━━━ DATA IN THIS EXERCISE

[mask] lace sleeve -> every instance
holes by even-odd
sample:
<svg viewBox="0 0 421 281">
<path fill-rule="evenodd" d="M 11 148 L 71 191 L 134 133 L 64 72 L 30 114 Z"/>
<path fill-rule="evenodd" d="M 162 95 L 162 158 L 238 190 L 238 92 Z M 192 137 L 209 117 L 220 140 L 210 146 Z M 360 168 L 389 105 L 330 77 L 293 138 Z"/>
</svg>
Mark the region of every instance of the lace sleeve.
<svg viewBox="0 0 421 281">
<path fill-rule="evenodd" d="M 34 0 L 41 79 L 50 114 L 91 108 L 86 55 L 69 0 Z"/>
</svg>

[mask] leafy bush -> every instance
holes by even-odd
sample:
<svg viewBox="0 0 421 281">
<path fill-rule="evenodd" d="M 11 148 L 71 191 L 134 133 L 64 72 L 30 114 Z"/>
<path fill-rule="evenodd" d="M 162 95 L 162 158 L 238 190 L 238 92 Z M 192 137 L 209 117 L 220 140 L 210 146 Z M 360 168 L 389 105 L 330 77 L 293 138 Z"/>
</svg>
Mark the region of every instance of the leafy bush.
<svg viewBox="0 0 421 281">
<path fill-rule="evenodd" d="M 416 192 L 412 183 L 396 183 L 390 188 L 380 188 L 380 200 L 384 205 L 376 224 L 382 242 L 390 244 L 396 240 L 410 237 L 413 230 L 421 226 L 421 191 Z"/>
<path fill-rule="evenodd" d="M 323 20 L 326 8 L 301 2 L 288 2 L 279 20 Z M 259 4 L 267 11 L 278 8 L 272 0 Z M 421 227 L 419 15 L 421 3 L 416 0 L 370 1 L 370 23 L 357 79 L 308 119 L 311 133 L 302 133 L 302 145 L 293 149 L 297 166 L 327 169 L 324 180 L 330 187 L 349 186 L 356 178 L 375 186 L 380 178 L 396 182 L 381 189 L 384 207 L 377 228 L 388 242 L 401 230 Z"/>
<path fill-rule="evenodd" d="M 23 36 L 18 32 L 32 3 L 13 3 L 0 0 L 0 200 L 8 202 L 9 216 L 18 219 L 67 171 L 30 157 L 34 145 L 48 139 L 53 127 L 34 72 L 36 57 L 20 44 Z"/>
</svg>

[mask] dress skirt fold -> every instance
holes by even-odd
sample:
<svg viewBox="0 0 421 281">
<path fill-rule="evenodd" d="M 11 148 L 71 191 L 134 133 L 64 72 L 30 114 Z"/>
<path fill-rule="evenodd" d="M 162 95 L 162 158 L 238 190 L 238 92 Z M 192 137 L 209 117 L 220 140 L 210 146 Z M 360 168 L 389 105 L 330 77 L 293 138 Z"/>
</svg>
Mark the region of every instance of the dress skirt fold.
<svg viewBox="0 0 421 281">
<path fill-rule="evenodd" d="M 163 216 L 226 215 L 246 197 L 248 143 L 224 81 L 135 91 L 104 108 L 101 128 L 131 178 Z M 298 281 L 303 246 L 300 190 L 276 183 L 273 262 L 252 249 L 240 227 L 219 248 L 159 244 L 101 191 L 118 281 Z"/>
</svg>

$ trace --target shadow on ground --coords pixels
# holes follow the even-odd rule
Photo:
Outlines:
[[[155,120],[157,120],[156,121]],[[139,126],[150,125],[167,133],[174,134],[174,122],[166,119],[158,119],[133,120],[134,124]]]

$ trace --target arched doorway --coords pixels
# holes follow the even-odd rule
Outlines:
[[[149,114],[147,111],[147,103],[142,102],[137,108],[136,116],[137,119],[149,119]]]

━━━━━━
━━━ DATA IN THIS EXERCISE

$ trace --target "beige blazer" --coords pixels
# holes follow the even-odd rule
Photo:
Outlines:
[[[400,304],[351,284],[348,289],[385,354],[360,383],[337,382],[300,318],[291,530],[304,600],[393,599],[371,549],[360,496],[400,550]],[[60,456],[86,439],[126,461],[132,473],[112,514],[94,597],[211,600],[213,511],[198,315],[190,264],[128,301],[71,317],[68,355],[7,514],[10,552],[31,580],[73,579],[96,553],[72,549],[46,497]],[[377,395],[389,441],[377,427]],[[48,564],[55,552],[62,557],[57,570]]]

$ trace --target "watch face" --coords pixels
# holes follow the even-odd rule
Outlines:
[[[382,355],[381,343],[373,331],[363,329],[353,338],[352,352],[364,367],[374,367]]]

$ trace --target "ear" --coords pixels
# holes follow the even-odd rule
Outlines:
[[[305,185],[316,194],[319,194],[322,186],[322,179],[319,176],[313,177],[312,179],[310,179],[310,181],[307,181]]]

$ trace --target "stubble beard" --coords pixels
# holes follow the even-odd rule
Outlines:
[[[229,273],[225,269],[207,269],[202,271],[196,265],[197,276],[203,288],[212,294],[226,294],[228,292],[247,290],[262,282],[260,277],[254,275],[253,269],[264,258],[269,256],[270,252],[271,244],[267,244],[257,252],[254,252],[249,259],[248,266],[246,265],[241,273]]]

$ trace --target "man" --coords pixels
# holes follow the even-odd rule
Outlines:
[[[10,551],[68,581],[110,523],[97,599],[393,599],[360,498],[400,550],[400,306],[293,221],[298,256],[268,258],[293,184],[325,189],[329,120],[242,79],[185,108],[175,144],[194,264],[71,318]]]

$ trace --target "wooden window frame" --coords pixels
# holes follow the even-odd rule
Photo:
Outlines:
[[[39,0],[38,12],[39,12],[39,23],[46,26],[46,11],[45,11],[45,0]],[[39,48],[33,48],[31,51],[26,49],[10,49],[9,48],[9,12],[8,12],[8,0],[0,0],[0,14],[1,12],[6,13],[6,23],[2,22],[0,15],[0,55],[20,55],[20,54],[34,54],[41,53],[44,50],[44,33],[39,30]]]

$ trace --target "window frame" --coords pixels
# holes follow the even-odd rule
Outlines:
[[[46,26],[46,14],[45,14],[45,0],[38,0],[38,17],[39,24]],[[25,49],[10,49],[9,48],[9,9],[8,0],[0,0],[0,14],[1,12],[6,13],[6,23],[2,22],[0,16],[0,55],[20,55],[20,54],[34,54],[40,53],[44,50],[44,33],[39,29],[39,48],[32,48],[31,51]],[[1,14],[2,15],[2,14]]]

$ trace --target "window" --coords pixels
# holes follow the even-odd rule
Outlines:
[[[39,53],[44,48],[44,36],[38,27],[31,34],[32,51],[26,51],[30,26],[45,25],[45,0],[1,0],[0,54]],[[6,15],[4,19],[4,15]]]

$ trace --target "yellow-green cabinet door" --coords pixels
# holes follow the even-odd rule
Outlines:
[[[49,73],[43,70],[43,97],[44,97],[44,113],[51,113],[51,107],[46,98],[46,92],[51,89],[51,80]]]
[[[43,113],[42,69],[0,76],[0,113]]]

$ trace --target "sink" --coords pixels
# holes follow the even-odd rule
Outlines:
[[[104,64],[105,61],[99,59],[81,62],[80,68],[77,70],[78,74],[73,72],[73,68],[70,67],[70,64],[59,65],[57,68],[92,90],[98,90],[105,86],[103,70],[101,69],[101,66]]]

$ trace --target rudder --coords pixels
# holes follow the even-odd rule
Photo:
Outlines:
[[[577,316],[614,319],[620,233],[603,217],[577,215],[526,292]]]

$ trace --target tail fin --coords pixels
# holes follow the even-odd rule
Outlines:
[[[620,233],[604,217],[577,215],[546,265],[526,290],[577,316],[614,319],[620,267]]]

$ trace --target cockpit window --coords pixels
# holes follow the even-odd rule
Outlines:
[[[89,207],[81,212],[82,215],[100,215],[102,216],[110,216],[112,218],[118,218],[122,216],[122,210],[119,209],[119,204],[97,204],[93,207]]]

━━━━━━
━━━ DATA IN THIS EXERCISE

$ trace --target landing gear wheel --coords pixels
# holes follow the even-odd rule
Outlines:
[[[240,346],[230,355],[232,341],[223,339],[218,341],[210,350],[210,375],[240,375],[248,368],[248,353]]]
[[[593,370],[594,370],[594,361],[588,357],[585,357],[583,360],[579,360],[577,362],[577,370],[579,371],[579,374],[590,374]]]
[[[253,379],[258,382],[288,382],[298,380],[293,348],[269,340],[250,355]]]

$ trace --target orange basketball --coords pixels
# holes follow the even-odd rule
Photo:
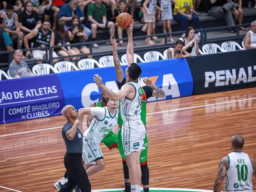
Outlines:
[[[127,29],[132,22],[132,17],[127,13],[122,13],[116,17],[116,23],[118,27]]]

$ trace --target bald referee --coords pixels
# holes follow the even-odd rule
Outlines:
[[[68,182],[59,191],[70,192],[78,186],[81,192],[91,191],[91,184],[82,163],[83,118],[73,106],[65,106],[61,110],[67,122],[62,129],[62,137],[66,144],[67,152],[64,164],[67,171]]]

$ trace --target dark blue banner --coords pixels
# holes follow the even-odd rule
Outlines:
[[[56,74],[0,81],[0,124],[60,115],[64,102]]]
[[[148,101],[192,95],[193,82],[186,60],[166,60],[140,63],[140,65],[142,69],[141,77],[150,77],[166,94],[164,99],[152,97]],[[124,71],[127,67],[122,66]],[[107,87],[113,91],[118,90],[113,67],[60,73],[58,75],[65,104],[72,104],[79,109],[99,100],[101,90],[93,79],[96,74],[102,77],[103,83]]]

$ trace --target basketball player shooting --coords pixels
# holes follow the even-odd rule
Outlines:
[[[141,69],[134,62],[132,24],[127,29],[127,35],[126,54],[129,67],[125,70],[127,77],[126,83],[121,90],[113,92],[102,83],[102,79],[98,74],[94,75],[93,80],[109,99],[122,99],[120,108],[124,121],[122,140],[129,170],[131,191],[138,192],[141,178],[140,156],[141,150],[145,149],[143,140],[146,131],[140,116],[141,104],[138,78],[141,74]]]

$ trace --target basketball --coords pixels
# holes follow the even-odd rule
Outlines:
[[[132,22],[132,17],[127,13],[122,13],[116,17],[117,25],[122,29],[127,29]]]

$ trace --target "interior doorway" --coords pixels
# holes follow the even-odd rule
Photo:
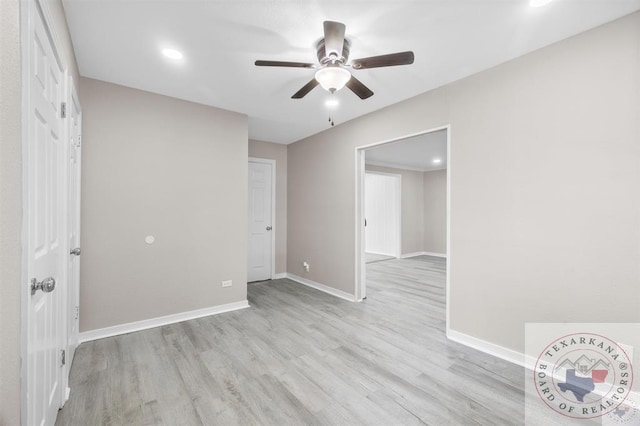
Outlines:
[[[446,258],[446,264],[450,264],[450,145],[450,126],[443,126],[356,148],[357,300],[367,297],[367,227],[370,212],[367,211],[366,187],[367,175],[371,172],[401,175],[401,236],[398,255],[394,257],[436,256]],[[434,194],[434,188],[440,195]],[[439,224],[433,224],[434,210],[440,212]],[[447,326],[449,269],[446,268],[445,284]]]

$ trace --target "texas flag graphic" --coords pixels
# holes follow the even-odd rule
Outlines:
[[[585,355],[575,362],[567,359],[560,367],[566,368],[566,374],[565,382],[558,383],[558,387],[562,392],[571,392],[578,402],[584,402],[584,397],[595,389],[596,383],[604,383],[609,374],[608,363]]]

━━━━━━

--- DIRECTIVE ---
Pull out every line in the rows above that contains the word "dress", and list each one unchanged.

--- SOLUTION FOR THIS EXERCISE ---
[mask] dress skirt fold -> every instance
Mark the region of every instance of the dress skirt fold.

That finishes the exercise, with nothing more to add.